Start of Given text

Italians over the age of 80 will be denied intensive care as the healthcare system groans under thousands of coronavirus cases.
With 27,980 confirmed cases in the country, hospitals don’t have enough ventilators to treat every patient.
Total deaths have reached 2,158 with 349 in the last 24 hours.
To receive medical care, a patient must be under the age of 80 and have fewer than 5 known ailments, according to a documents seen by The Telegraph.
The document, produced by the civil protection department of the Piedmont region, one of the worst regions hit, is a new guideline for staff.
It reads: “The criteria for access to intensive therapy in cases of emergency must include age of less than 80 or a score on the Charlson comorbidity Index [which indicates how many other medical conditions the patient has] of less than 5.”
One doctor said the guideline echoes a war-time response where provisions are so sparse officials are forced to prioritise the fittest.
They said: “[Who lives and who dies] is decided by age and by the [patient’s] health conditions. This is how it is in a war.”
The authors of the document, medical professionals, were forced to make a moral judgement in bid to treat as many patients as possible.
“Informed by the principle of maximizing benefits for the largest number,” they suggest that “the allocation criteria need to guarantee that those patients with the highest chance of therapeutic success will retain access to intensive care.”
The criteria has not been implemented yet and requires approval from a scientific community. The guidelines will then be sent to each hospital.
Other patients who need medical assistance but not intensive care will still receive all treatment.
The document adds: “The criteria set out guidelines if the situation becomes of such an exceptional nature as to make the therapeutic choices on the individual case dependent on the availability of resources, forcing [hospitals] to focus on those cases in which the cost/benefit ratio is more favorable for clinical treatment.”
Meanwhile, other medics warn of the high number of cases that will need intensive care support.

End of Given text
Start of Listed entries

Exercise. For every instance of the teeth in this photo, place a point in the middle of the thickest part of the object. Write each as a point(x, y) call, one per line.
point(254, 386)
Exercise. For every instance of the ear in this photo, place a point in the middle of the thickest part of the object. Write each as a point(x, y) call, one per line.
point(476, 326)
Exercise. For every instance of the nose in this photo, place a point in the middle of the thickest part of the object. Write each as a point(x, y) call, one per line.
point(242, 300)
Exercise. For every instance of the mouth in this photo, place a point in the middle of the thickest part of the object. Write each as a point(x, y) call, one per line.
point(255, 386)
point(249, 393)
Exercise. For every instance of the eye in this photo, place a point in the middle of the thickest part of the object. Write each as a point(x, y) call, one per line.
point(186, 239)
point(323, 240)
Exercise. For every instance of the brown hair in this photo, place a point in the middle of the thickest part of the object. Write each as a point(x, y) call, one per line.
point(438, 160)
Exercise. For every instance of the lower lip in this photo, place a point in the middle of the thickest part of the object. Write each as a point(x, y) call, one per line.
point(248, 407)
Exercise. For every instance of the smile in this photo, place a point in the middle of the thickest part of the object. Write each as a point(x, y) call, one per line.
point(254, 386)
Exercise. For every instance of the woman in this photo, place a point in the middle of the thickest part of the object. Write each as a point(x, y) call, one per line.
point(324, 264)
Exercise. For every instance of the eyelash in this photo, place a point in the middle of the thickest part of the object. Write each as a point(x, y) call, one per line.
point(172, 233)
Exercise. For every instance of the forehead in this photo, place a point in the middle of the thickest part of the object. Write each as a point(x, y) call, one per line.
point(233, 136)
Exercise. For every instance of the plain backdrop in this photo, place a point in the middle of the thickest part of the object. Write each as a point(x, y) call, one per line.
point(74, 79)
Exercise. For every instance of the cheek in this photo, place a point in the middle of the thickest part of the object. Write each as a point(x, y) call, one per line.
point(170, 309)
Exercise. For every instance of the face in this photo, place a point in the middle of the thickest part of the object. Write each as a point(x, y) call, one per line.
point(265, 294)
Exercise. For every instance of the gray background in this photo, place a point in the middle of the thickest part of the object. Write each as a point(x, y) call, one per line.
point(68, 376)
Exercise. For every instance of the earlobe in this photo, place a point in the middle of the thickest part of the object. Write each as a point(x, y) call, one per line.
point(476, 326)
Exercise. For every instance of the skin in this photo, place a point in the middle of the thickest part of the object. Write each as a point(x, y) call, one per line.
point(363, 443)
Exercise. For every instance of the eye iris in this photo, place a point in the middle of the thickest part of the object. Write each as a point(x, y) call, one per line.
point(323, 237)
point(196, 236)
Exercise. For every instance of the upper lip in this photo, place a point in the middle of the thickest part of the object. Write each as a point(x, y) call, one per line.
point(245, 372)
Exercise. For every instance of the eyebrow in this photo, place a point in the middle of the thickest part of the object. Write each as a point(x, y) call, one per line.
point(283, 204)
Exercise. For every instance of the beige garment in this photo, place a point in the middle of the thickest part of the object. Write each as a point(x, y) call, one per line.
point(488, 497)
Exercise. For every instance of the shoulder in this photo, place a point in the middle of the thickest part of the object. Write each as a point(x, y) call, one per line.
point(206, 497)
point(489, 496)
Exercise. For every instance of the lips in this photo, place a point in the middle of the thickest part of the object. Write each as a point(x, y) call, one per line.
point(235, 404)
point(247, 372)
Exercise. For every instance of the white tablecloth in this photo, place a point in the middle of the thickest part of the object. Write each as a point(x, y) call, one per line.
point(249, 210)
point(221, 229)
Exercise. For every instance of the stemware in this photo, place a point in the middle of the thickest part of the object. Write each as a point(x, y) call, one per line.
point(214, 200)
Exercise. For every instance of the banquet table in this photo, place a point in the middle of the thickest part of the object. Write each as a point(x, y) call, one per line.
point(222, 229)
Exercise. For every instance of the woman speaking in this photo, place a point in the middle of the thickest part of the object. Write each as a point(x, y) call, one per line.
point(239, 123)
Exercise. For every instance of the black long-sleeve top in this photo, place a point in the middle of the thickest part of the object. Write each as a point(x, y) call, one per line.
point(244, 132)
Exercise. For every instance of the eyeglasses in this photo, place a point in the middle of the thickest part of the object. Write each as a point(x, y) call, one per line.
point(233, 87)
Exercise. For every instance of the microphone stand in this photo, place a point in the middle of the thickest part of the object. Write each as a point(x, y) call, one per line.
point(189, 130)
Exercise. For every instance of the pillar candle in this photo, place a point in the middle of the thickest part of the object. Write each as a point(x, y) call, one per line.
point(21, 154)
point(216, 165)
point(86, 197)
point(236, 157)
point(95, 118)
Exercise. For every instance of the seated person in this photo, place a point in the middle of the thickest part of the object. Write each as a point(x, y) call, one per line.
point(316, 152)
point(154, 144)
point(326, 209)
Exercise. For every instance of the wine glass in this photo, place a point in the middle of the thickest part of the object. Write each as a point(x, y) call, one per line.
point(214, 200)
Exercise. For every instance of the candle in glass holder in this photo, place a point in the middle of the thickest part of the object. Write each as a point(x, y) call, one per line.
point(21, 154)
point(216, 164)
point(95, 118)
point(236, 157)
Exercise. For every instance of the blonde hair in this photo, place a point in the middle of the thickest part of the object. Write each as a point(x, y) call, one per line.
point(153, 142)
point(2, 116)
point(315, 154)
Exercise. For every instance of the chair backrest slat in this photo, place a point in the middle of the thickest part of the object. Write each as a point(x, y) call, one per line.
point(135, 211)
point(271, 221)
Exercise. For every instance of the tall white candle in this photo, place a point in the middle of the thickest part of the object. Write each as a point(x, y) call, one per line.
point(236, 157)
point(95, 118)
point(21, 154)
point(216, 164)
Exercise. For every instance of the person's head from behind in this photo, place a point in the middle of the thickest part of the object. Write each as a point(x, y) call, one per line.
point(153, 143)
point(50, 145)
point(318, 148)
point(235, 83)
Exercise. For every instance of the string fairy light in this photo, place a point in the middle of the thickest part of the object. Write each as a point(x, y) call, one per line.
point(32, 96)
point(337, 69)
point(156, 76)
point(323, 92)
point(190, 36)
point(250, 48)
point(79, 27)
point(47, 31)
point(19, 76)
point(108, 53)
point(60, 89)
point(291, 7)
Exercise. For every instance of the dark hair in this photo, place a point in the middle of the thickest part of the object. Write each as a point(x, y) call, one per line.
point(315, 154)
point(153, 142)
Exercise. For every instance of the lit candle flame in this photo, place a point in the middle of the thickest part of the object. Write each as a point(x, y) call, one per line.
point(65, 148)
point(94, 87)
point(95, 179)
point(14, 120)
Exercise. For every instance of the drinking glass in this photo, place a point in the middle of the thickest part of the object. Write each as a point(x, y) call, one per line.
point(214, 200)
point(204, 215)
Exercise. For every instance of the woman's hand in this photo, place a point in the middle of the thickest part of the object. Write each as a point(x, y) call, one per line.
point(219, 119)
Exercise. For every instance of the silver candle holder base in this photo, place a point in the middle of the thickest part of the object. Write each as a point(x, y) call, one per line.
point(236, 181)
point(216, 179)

End of Listed entries

### Required action
According to the article above on intensive care in Italy, which body produced the document containing the new guideline for staff?

### Written answer
The civil protection department of the Piedmont region produced it.